» **RECORDS FOR THIS EXERCISE**
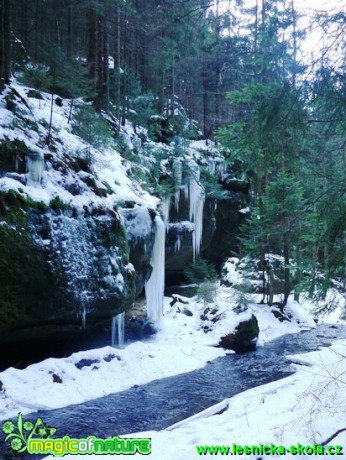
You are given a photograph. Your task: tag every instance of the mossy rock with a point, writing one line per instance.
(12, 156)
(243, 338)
==
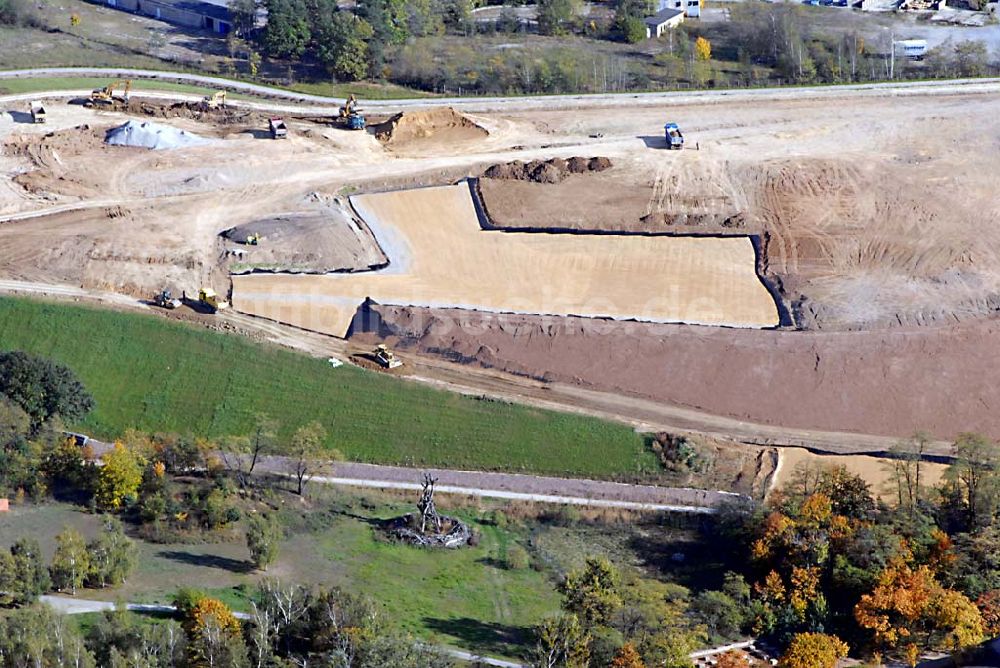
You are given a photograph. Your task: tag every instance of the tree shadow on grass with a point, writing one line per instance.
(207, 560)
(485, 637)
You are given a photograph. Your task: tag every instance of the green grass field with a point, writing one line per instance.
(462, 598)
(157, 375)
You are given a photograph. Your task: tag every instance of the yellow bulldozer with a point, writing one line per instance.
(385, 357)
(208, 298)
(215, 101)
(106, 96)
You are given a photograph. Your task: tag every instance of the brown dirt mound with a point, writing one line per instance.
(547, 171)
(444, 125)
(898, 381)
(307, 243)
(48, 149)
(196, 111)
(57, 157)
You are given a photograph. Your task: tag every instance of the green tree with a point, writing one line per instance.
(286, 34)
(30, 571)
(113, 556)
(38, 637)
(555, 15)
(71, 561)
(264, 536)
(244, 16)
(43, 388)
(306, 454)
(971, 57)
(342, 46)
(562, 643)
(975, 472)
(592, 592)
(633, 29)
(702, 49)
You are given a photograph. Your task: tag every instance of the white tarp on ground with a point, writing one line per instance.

» **PROMPT**
All lines above between those holding "of the yellow" and "of the white", inclusive, must be set down unchanged, and no other line may be included.

» **TASK SOLUTION**
You are given a photograph. Your task: tag every instance of the yellow bulldozer with a point, writing one line per instance.
(385, 357)
(208, 298)
(215, 101)
(106, 96)
You are given a photograph. Your task: tag every instance of the brown dirt mound with a point, writing one line per instance.
(547, 171)
(444, 125)
(898, 381)
(307, 243)
(48, 149)
(196, 111)
(57, 157)
You are given a photograph. Your task: tag every instance of the green tree with a point, writing one line per instance.
(286, 34)
(30, 571)
(113, 556)
(38, 637)
(555, 15)
(71, 561)
(264, 536)
(244, 16)
(43, 388)
(306, 454)
(971, 57)
(342, 46)
(562, 643)
(975, 472)
(592, 592)
(633, 29)
(702, 49)
You are given a photograph. Your task: tag every instance of the white tarp on ground with a point, writing one line per instance.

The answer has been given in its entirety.